DOCUMENT.
begin

2. Cross-Reference to Related Application
In a focusing device for focusing electron beams in a color picture tube with electron guns for red, blue and green arranged in a row, which is disclosed in U.S. application Ser. No. 917,179 filed by one of the present applicants on June 20, 1978 and assigned to the same assignee, a color picture tube is provided at the neck portion with a couple of magnetic members having through-holes permitting the electron beams to pass therethrough and disposed separately in the tube axial direction, and a magnetizing means for magnetizing the respective magnetic members, thereby to form focusing magnetic lenses in spaces between pairs of through-holes in which the paired holes are opposite to each other.

end

WHAT YOU WILL DO.
1. In the passage on focusing electron beams in a color picture tube, on what date was U.S. application Ser. No. 917,179 filed?
2. Write the next few sentences of the passage on focusing electron beams in a color picture tube, starting after its last sentence.

RECORD EXCERPTS.
begin

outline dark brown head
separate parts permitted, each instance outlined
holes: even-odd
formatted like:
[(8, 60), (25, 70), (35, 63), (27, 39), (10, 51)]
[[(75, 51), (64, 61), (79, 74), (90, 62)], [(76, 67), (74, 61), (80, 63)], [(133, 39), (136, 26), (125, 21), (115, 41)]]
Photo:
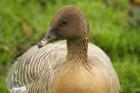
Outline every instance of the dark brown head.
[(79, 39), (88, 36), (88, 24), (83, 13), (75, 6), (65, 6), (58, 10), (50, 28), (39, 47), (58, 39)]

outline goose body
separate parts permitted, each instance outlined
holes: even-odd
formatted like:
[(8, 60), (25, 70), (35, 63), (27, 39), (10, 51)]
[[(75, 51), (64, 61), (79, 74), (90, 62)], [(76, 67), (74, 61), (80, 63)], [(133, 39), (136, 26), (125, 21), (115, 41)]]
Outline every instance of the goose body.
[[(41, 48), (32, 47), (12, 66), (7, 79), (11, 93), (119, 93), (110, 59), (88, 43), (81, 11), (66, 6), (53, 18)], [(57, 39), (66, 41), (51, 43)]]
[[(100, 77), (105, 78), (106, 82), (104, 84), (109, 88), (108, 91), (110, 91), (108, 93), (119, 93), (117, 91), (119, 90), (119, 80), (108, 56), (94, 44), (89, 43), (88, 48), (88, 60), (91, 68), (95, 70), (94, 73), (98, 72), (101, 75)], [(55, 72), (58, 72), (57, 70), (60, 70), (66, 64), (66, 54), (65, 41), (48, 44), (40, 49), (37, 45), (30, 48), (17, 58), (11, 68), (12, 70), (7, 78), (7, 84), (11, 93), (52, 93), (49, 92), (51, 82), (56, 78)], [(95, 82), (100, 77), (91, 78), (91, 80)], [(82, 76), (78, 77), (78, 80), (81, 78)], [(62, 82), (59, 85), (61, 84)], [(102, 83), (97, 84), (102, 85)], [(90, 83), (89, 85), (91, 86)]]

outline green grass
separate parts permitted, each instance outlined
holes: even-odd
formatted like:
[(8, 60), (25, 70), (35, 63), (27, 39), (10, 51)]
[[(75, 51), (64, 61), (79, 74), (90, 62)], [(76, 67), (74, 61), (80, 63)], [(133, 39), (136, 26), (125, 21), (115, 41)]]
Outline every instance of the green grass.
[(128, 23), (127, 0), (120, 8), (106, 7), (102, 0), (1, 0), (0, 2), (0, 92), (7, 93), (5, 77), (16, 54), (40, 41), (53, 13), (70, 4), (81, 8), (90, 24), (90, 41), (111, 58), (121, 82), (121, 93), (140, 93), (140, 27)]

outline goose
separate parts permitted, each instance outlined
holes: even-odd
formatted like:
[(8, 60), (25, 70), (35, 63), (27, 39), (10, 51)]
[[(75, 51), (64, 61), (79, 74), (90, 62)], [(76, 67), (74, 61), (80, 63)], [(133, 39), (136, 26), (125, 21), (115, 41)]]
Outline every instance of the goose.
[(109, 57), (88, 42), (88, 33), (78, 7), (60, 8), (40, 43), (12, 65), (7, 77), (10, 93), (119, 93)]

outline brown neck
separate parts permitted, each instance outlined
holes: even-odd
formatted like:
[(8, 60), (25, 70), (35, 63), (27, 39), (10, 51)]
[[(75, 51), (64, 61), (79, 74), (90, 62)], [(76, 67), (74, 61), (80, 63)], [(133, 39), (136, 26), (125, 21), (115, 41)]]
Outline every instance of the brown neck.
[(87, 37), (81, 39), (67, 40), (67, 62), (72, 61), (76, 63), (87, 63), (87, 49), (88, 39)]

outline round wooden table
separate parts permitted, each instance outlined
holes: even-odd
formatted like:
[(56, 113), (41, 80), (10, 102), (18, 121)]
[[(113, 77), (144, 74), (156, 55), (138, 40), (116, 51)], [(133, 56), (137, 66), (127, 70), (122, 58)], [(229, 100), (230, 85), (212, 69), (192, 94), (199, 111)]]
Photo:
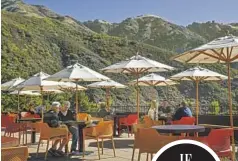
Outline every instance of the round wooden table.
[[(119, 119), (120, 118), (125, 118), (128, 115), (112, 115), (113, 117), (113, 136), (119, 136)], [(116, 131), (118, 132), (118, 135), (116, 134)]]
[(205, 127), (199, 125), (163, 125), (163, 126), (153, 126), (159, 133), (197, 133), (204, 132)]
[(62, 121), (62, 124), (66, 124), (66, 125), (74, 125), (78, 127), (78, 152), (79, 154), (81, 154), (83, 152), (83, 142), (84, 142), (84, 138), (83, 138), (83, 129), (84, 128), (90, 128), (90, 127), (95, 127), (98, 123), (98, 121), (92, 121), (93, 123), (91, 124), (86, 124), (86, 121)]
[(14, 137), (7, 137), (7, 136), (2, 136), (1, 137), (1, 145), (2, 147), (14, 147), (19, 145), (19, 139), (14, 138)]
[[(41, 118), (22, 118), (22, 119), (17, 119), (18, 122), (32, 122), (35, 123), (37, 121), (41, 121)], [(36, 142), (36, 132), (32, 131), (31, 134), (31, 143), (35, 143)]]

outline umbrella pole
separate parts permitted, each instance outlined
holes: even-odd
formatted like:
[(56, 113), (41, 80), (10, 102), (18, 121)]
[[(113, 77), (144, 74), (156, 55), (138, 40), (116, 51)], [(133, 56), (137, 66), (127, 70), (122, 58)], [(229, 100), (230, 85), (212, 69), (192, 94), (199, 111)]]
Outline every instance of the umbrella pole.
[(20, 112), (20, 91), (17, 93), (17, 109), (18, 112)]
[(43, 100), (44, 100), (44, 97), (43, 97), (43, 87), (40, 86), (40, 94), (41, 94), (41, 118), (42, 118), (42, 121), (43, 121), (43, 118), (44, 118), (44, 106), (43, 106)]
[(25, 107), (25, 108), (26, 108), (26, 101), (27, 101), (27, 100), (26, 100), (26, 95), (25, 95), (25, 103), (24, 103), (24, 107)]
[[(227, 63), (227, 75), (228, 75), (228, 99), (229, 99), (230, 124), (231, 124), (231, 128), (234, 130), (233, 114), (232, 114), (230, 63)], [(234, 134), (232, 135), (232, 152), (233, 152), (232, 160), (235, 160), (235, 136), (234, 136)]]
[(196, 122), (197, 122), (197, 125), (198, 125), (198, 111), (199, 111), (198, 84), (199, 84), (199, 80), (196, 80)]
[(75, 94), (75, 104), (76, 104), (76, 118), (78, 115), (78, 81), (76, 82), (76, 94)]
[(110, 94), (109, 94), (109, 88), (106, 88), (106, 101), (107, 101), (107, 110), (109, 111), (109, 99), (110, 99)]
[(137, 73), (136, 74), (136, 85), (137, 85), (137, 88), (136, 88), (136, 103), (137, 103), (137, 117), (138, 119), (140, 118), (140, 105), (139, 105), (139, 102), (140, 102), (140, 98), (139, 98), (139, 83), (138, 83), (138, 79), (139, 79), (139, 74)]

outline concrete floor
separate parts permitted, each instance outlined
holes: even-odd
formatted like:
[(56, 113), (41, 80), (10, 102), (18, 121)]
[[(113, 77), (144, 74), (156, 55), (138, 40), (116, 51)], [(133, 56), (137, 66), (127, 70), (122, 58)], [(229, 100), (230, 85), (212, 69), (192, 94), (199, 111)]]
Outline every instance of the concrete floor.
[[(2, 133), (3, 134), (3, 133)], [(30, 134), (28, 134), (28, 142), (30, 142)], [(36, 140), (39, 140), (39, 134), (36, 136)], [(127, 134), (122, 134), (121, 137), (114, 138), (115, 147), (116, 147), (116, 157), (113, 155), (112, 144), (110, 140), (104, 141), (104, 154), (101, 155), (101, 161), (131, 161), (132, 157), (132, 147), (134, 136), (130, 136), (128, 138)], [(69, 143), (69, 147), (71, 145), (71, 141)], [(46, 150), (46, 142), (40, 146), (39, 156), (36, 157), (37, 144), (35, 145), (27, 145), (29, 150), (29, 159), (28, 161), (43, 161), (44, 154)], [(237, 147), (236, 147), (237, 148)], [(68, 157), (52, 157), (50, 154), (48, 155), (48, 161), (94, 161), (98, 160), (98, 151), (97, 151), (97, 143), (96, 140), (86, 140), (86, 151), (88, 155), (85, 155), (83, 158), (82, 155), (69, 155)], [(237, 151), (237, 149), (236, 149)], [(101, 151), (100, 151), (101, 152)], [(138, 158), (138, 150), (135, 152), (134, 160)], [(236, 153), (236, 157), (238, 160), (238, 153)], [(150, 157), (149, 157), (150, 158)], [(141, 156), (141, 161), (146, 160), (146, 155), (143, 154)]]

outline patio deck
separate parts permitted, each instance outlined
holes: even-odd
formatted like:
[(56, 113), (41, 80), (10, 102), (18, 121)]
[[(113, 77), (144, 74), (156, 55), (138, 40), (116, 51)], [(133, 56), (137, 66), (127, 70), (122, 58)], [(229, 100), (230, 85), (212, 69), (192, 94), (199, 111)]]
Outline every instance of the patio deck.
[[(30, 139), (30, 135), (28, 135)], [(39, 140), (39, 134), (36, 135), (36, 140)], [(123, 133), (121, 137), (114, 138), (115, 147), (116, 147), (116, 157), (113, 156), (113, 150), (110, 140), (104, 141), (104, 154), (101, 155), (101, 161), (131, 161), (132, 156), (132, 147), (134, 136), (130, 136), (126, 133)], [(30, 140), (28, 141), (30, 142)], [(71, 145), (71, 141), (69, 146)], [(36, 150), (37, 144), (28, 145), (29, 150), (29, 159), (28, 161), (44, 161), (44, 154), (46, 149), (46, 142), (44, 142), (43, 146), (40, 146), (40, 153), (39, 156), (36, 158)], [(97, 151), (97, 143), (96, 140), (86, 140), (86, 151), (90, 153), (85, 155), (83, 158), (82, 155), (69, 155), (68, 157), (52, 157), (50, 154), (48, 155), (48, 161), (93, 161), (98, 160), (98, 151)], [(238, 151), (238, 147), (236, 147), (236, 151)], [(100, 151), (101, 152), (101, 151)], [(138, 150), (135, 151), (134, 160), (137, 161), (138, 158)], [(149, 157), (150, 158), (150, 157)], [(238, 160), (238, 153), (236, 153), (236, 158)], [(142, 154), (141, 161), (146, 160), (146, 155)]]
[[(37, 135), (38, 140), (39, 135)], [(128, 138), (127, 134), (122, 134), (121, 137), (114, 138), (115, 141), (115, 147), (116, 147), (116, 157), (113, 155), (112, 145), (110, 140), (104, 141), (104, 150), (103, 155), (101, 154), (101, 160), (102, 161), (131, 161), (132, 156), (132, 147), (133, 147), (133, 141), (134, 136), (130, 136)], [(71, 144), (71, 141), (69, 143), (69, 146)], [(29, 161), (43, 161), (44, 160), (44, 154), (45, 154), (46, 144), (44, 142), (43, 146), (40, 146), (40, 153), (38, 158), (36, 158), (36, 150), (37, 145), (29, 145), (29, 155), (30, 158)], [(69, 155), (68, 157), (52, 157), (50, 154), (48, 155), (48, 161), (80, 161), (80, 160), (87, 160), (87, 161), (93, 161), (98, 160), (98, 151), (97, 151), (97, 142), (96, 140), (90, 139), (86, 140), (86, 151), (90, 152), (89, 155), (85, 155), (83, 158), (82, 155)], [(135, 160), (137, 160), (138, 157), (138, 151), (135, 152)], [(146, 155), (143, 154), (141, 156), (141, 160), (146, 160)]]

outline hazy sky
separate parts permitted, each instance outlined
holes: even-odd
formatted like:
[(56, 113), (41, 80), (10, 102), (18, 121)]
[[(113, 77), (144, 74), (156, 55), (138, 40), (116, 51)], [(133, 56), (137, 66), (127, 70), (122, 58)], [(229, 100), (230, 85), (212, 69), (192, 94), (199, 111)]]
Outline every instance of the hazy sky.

end
begin

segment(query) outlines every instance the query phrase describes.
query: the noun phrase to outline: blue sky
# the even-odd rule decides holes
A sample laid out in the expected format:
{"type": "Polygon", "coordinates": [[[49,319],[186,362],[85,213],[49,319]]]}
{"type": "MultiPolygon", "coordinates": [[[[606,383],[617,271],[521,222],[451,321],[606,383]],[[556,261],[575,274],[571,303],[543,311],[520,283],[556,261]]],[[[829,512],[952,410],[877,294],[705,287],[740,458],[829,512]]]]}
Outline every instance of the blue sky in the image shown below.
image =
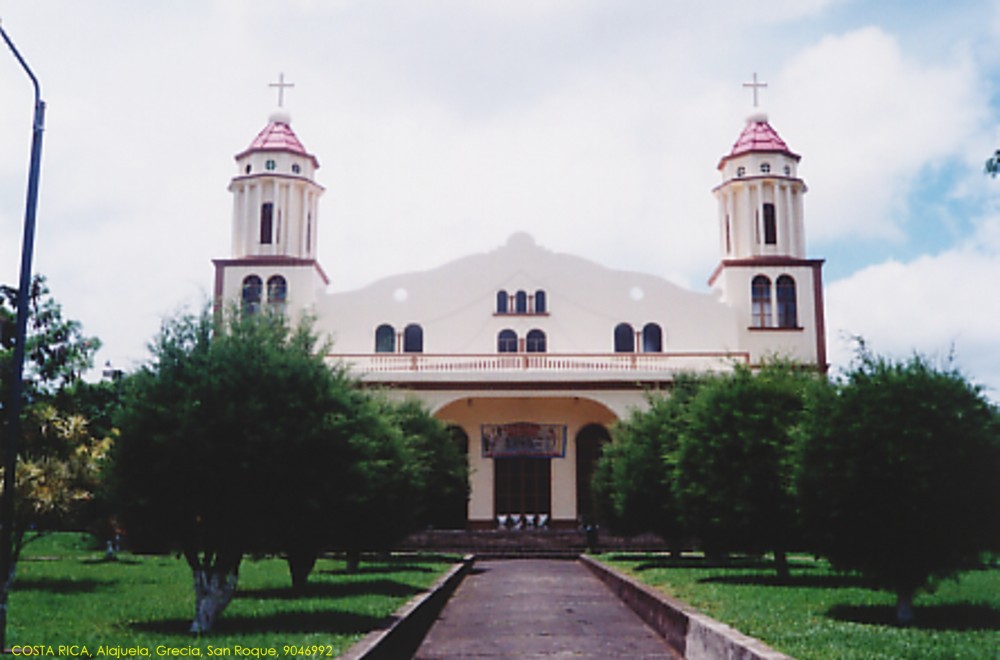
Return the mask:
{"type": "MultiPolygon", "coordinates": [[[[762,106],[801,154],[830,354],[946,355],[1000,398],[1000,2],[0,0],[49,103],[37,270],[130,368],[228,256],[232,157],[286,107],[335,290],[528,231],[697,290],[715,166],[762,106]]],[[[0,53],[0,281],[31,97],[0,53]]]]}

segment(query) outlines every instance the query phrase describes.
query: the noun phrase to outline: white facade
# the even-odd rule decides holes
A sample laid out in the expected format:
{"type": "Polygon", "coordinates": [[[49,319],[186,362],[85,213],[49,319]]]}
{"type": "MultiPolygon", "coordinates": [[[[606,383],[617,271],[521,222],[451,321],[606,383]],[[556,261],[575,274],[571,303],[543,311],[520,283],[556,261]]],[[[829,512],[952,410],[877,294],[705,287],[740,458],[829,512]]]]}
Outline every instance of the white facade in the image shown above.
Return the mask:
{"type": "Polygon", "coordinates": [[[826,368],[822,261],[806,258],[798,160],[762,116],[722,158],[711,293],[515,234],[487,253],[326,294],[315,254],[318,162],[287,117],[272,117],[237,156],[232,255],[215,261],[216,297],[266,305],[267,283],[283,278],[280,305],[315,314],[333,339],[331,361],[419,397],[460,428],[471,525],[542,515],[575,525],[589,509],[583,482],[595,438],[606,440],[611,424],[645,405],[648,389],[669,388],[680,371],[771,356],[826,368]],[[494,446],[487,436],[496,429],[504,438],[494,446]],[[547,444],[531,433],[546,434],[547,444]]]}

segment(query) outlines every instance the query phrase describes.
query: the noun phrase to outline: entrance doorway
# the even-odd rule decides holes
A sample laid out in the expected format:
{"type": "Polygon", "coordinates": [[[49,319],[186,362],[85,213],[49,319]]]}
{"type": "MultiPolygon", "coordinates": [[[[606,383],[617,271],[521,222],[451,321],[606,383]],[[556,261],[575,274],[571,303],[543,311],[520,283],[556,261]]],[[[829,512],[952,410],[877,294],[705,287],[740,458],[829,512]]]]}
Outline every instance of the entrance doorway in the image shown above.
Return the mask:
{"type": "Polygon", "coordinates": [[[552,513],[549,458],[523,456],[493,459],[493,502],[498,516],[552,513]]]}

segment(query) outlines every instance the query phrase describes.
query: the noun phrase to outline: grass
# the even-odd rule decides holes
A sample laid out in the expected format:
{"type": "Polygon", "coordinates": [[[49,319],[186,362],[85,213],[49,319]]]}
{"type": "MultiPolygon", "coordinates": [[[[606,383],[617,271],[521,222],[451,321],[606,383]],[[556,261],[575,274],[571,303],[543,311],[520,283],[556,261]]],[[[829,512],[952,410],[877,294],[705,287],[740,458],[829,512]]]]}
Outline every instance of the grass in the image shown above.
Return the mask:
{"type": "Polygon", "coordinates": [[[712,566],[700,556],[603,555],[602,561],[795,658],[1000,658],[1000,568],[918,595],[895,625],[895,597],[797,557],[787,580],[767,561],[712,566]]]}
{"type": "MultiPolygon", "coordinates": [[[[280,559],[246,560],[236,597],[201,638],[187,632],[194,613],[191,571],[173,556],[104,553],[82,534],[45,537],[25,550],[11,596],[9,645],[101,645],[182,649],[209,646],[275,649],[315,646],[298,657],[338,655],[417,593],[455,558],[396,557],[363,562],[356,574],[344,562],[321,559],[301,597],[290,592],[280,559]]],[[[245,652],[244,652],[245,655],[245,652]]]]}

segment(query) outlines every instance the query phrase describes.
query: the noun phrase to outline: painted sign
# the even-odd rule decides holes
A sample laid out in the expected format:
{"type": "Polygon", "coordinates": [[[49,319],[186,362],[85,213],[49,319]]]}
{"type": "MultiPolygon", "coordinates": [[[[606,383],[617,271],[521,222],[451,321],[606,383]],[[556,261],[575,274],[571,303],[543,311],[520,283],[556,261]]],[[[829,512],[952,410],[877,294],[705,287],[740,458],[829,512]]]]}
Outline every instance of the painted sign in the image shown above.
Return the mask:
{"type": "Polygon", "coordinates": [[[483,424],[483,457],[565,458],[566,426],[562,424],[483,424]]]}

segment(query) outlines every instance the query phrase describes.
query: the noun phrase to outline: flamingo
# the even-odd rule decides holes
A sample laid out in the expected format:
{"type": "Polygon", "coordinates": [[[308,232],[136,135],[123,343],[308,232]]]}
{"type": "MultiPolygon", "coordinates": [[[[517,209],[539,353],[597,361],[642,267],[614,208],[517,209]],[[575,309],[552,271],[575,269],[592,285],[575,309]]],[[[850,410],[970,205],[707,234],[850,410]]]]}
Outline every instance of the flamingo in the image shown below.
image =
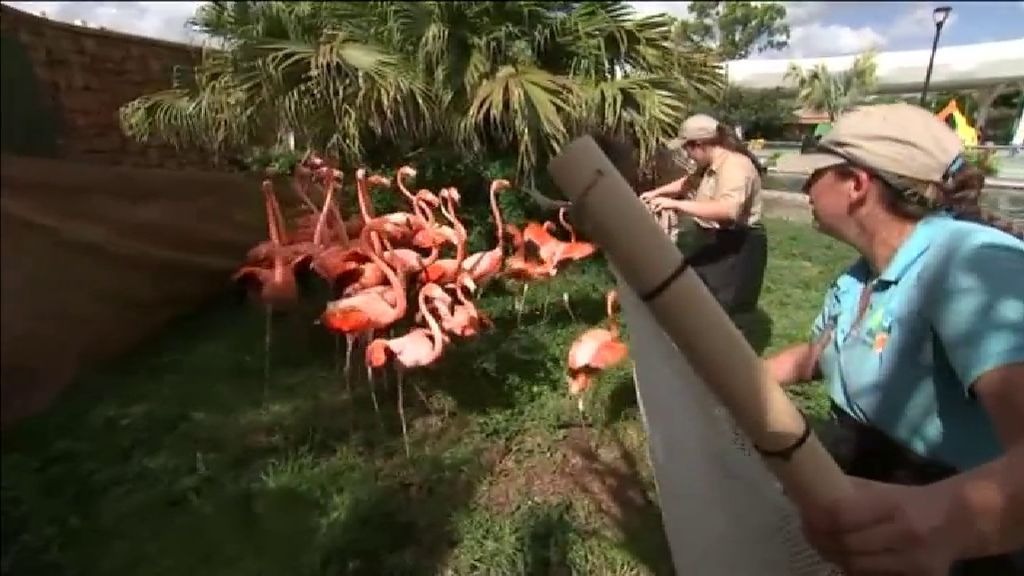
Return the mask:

end

REPLIES.
1. June 20, 1978.

2.
The magnetic focusing device will further be described with reference to FIG. 1 and FIGS. 2a and 2b. FIG. 1 shows a longitudinal sectional view of an inline type three-gun color picture tube with the magnetic focusing device, FIG. 2a shows an enlarged sectional view of a neck portion of the tube shown in FIG. 1, and FIG. 2b shows an enlarged cross sectional view taken along line IIa--IIb of FIG. 1. In the figures, reference numerals 1, 2 and 3 designate electron guns for red, green and blue for emitting red, green and blue electron beams 91 to 93, respectively; 4 a glass tube portion of a cathode ray tube; 5 a tubular permanent magnet disposed around the glass tube portion 4; 6 and 7 magnetic members of high permeability with through-holes 61 to 63 and 71 to 73 through which the electron beams 91, 92 and 93 pass; 8 a fluorescent screen. A magnetic flux emanating from the N pole of the tubular permanent magnet 5 enters the tubular part 74 of the magnetic member 7, emanates from the holes 71, 72 and 73 toward the holes 61, 62 and 63 of the magnetic member 6, enters again the magnetic member 6, emanating from the tubular part 64 of the magnetic member 6, and returns to the S pole of the tubular permanent magnet 5. Therefore, the periphery of each of holes 71 to 73 is magnetized in an S pole while the periphery of each of holes 61 to 63 is magnetized in an N pole. As a result, focusing magnetic fields are formed between the respective pairs of the holes 61 and 71, 62 and 72, and 63 and 73, respectively.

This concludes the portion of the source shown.